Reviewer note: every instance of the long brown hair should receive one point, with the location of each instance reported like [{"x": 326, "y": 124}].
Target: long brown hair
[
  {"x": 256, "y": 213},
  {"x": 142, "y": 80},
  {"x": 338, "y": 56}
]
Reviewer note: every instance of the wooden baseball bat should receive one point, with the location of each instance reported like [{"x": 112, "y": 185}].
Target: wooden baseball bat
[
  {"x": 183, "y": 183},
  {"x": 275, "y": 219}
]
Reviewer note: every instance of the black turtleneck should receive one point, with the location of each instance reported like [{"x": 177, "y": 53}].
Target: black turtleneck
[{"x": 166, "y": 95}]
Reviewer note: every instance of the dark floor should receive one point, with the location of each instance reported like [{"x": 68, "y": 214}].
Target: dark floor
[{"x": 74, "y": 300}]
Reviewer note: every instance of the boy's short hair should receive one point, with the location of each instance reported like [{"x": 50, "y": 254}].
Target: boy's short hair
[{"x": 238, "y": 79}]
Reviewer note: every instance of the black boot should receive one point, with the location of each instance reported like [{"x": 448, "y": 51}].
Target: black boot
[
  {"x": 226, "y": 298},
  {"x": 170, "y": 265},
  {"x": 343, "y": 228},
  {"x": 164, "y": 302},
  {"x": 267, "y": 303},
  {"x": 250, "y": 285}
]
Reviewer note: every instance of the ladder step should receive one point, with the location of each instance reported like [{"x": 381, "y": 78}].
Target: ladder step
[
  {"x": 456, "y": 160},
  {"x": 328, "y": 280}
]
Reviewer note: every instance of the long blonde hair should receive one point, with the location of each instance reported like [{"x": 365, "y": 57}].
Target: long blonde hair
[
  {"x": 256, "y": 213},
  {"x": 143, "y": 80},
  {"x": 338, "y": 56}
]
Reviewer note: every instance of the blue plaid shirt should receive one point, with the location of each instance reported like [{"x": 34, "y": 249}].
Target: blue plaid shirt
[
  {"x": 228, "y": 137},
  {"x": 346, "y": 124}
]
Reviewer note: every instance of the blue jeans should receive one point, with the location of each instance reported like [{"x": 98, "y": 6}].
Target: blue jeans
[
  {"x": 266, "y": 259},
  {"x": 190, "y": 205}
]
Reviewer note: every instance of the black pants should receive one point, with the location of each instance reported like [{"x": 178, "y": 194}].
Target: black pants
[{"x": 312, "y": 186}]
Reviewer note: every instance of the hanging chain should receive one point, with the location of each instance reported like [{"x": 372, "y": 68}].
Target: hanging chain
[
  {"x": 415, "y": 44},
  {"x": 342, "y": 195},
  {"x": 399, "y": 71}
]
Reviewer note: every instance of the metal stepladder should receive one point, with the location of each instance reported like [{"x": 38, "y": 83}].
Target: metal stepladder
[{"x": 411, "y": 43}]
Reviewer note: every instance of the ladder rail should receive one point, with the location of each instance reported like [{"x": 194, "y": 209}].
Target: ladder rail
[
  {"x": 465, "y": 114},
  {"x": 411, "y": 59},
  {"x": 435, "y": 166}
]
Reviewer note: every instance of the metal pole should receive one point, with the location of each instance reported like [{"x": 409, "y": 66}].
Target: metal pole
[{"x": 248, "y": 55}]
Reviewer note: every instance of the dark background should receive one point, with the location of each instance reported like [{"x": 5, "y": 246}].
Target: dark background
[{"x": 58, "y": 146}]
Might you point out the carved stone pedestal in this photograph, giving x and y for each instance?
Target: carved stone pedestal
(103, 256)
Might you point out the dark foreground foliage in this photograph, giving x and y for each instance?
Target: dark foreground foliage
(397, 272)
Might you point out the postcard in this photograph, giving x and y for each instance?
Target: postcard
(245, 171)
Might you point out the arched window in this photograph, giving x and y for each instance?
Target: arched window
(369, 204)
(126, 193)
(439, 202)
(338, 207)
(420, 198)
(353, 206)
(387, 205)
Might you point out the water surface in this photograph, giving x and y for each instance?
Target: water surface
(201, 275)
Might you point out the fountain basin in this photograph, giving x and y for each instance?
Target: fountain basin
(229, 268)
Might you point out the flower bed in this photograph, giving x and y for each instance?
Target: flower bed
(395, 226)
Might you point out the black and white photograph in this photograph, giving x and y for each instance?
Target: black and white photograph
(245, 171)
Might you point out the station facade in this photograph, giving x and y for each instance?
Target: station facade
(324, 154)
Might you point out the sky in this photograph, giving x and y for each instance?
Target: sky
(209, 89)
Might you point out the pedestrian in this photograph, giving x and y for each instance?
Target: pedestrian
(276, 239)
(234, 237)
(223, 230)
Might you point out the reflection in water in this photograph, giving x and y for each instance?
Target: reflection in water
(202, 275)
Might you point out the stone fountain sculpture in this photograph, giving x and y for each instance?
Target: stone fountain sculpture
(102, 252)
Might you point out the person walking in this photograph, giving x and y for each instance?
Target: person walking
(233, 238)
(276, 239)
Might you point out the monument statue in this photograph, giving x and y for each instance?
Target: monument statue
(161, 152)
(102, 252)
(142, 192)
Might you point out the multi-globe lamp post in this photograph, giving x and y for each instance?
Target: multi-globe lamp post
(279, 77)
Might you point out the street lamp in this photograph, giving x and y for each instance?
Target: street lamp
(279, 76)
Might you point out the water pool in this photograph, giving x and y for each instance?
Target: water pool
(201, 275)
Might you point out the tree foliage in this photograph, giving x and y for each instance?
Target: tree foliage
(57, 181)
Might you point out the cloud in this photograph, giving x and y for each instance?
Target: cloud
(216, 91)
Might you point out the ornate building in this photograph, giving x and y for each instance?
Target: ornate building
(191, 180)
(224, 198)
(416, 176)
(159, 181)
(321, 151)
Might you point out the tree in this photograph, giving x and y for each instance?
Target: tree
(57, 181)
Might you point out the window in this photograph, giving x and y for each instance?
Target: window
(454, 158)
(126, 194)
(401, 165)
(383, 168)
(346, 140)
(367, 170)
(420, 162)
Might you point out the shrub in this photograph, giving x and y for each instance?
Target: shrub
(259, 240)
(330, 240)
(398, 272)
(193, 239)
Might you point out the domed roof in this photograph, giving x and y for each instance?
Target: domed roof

> _Task requirements_: Each entry is to be written out exactly as it was given.

> _Solved problem_:
Reviewer note: every instance of the long brown hair should receive one point, with the location of each instance reported like [{"x": 326, "y": 124}].
Target: long brown hair
[
  {"x": 256, "y": 213},
  {"x": 142, "y": 80},
  {"x": 338, "y": 56}
]
Reviewer note: every instance of the wooden baseball bat should receive one point, with the location of each instance reported like [{"x": 112, "y": 185}].
Target: wooden baseball bat
[
  {"x": 183, "y": 183},
  {"x": 275, "y": 219}
]
Reviewer note: every instance of the black turtleneck should receive one point, with the location of each instance reported like [{"x": 177, "y": 53}].
Target: black turtleneck
[{"x": 166, "y": 95}]
Reviewer note: every instance of the dark floor should receive one point, with the location of each instance reported like [{"x": 68, "y": 214}].
Target: dark floor
[{"x": 74, "y": 300}]
Reviewer note: every instance of the boy's short hair should receive one point, with the location of each instance reported like [{"x": 50, "y": 254}].
Target: boy's short hair
[{"x": 238, "y": 79}]
Reviewer note: every instance of the black boot should receive one point, with the location of each instance reported like [{"x": 448, "y": 51}].
Target: black boot
[
  {"x": 226, "y": 298},
  {"x": 170, "y": 265},
  {"x": 343, "y": 228},
  {"x": 164, "y": 302},
  {"x": 267, "y": 303},
  {"x": 250, "y": 285}
]
Reviewer note: every instance of the ladder step should receive one point, with the location of each instance reported like [{"x": 381, "y": 78}].
Target: ladder step
[
  {"x": 456, "y": 160},
  {"x": 328, "y": 280}
]
Reviewer note: every instance of the long blonde hair should receive one point, with the location of each instance reported like [{"x": 365, "y": 57}].
Target: long blonde hair
[
  {"x": 256, "y": 213},
  {"x": 143, "y": 80},
  {"x": 338, "y": 56}
]
Reviewer note: every instance of the blue plaid shirt should receive one point, with the location of each instance reported like [{"x": 34, "y": 249}].
Target: blue plaid shirt
[
  {"x": 228, "y": 137},
  {"x": 346, "y": 124}
]
Reviewer note: every instance of the blue jeans should receive one point, with the location of each instance reported like [{"x": 98, "y": 6}].
Target: blue jeans
[
  {"x": 266, "y": 259},
  {"x": 190, "y": 205}
]
Reviewer note: every instance of the black pants should receive one point, with the location of each instance reported like [{"x": 178, "y": 194}].
Target: black pants
[{"x": 312, "y": 186}]
Reviewer note: every instance of the hanging chain should receive one point, with the location of each instance reported like [{"x": 372, "y": 68}].
Target: hanging chain
[
  {"x": 415, "y": 44},
  {"x": 342, "y": 195},
  {"x": 399, "y": 71}
]
Reviewer note: every instance of the metal stepladder should receive one point, with the location of each instance reported like [{"x": 38, "y": 83}].
Target: metal stepladder
[{"x": 411, "y": 43}]
Reviewer note: every instance of the ladder rail should receive one point, with the location of each instance reported like [{"x": 194, "y": 209}].
Target: ladder rail
[
  {"x": 465, "y": 114},
  {"x": 411, "y": 59},
  {"x": 435, "y": 166}
]
Reviewer note: every instance of the metal pole should receive one point, with the location of each instance reported like [{"x": 409, "y": 66}].
Target: metal pole
[{"x": 248, "y": 55}]
Reviewer note: every instance of the dark background should receive one point, with the location of each instance reported like [{"x": 5, "y": 246}].
Target: dark background
[{"x": 58, "y": 146}]
Might you point out the carved stone pedestal in this photograph, giving x and y for each instance?
Target: carved stone pedestal
(103, 256)
Might you point out the dark foreground foliage in this photograph, giving x and y for each instance?
Target: dark foreground foliage
(397, 272)
Might you point out the postcard in this photograph, giving x and y for each instance?
Target: postcard
(245, 171)
Might you point out the arched window in this photograph, giving x and y for each instance?
Target: arched window
(369, 204)
(126, 193)
(439, 202)
(338, 207)
(420, 198)
(353, 206)
(387, 205)
Might you point out the water surface in this photograph, giving x and y for each instance?
Target: water surface
(201, 275)
Might you point out the fountain basin in this photograph, giving x and y for each instance?
Target: fountain basin
(229, 268)
Might you point out the flower bed in this photograph, giving x and y for each instance?
Target: flower bed
(395, 226)
Might you point out the black and white photograph in this photograph, giving x and y for each instance?
Target: black and white photograph
(245, 171)
Might you point out the station facade in this photograph, giving x and y for each instance?
Target: station facade
(324, 154)
Might you point out the sky in this photograph, giving x and y for each instance?
Target: sky
(209, 89)
Might you point out the pedestrian in this photograph, giving x and y for each instance?
Target: pedestrian
(276, 239)
(234, 237)
(223, 230)
Might you point out the reflection in water in this photograph, giving x and y for each instance?
Target: reflection in water
(202, 275)
Might you point out the stone fountain sculpture in this photograph, giving x and y for each instance?
Target: stone fountain sculpture
(102, 252)
Might you point out the person walking in this photograph, giving x and y for each instance?
Target: person walking
(233, 238)
(276, 239)
Might you point out the monument statue in this photograph, giving x and y for each instance?
Target: monument statue
(161, 152)
(102, 252)
(142, 192)
Might you point out the multi-globe lamp post in this photograph, giving x and y for each instance?
Target: multi-globe lamp post
(279, 77)
Might you point out the street lamp in this photograph, giving x and y for each instance?
Target: street lamp
(279, 76)
Might you point out the water pool in this photograph, giving x and y for each instance?
Target: water pool
(201, 275)
Might you point out the tree foliage in this photograph, giving x and y for each instance?
Target: tree foliage
(57, 181)
Might you point out the cloud in this photograph, giving x and y for each instance?
Target: cloud
(216, 91)
Might you point out the ornate building in this photograph, giving x and y for each instance?
Target: ornate building
(191, 180)
(224, 198)
(416, 176)
(159, 181)
(321, 151)
Might you point out the tree in this photograph, giving x and y for each instance?
Target: tree
(57, 181)
Might you point out the window in this photograph, giving x and y for each instance?
Target: window
(454, 158)
(126, 194)
(401, 165)
(383, 168)
(346, 140)
(367, 170)
(420, 162)
Might you point out the shrub in this photograph, giving x and y for each instance?
Target: shrub
(259, 240)
(330, 240)
(398, 272)
(193, 239)
Might you point out the domed roof in this photograph, giving x and y for each instance?
Target: domed roof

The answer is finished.